Passage:
┌──

- Gawr Gura as designed by Amashiro Natsuki
- Born: June 20
- Occupation: Virtual YouTuber

YouTube information
- Channel: Gawr Gura Ch. hololive-EN;
- Years active: September 13, 2020 – May 1, 2025
- Genres: Livestreaming; singing; gaming;
- Subscribers: 4.74 million
- Views: 445 million
- Website: hololive.hololivepro.com/en/talents/gawr-gura/

= Gawr Gura =

Hololive English-speaking VTuber (2020–2025)

Gawr Gura (がうる・ぐら, Gauru Gura) is a retired virtual YouTuber who was affiliated with Hololive English. She debuted on September 13, 2020, and has since become the most subscribed virtual YouTuber, amassing over 4 million subscribers. She is a member of Hololive English – Myth (stylized as HoloMyth), the first generation of English language performers for Hololive, alongside Takanashi Kiara, Mori Calliope, Ninomae Ina'nis, and Amelia Watson. Her livestreams focused on entertainment, and primarily consisted of Let's Plays, karaoke, and chats with the audience. Gura is often called "Same-chan" in Japan, meaning shark. On April 15, 2025, she announced that she would graduate from Hololive; her final stream, a short 3D concert, was held on May 1, 2025.

==Career==
Cover Corporation announced auditions for English speakers from April 23 to May 24, 2020, following the global success of its Japanese VTuber lineup. The design of Gawr Gura was illustrated by Amashiro Natsuki, and the original modeling was done by Shin Umiushi.

Gura's Twitter activities first began on September 9, 2020. Her first YouTube livestream was broadcast at 6 a.m. JST on September 13, to a viewership of approximately 45,000 people; the VOD gained over 800,000 views in the span of three days. On November 28, "Gawr Gura" was listed in the Niconico Japanese Internet Pop 100 as one of the top 100 most popular search terms of that year on Niconico and Pixiv, ranking 99th.

Her channel reached 1 million subscribers on October 22, 2020, which was the fastest growth of any VTuber channel. She is the third VTuber overall to reach 1 million, behind Kizuna AI and Kaguya Luna. On January 18, her channel subscribers surpassed 2 million, making her the second VTuber to reach this milestone, second only to Kizuna AI, and she celebrated with a karaoke stream on January 23. On May 7, her first outfit reveal stream reached a peak of 194,280 simultaneous viewers, breaking the VTuber record previously held by Sakura Miko (about 145,000). Her first original song, "REFLECT", was released on June 21, 2021. On June 30, 5:01 a.m. (UTC+0), she reached 2.97 million subscribers, surpassing Kizuna AI as the most subscribed VTuber on YouTube. On July 4, she became the first VTuber to reach 3 million subscribers, and subsequently 4 million subscribers on June 16, 2022.

└──

Copy the Gawr Gura text word for word, from "YouTube information" up to and including "English-speaking VTuber (2020–2025)".

Data:
┌──

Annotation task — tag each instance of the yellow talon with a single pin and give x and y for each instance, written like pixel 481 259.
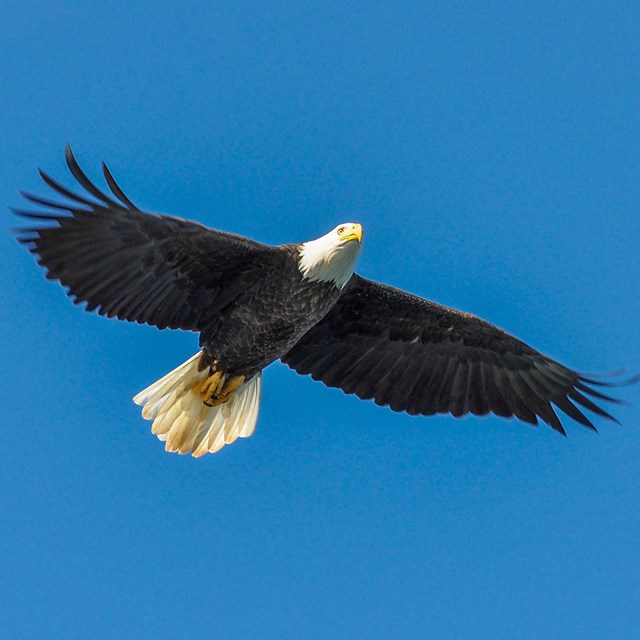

└──

Answer section:
YouTube information
- Channel: Gawr Gura Ch. hololive-EN;
- Years active: September 13, 2020 – May 1, 2025
- Genres: Livestreaming; singing; gaming;
- Subscribers: 4.74 million
- Views: 445 million
- Website: hololive.hololivepro.com/en/talents/gawr-gura/

= Gawr Gura =

Hololive English-speaking VTuber (2020–2025)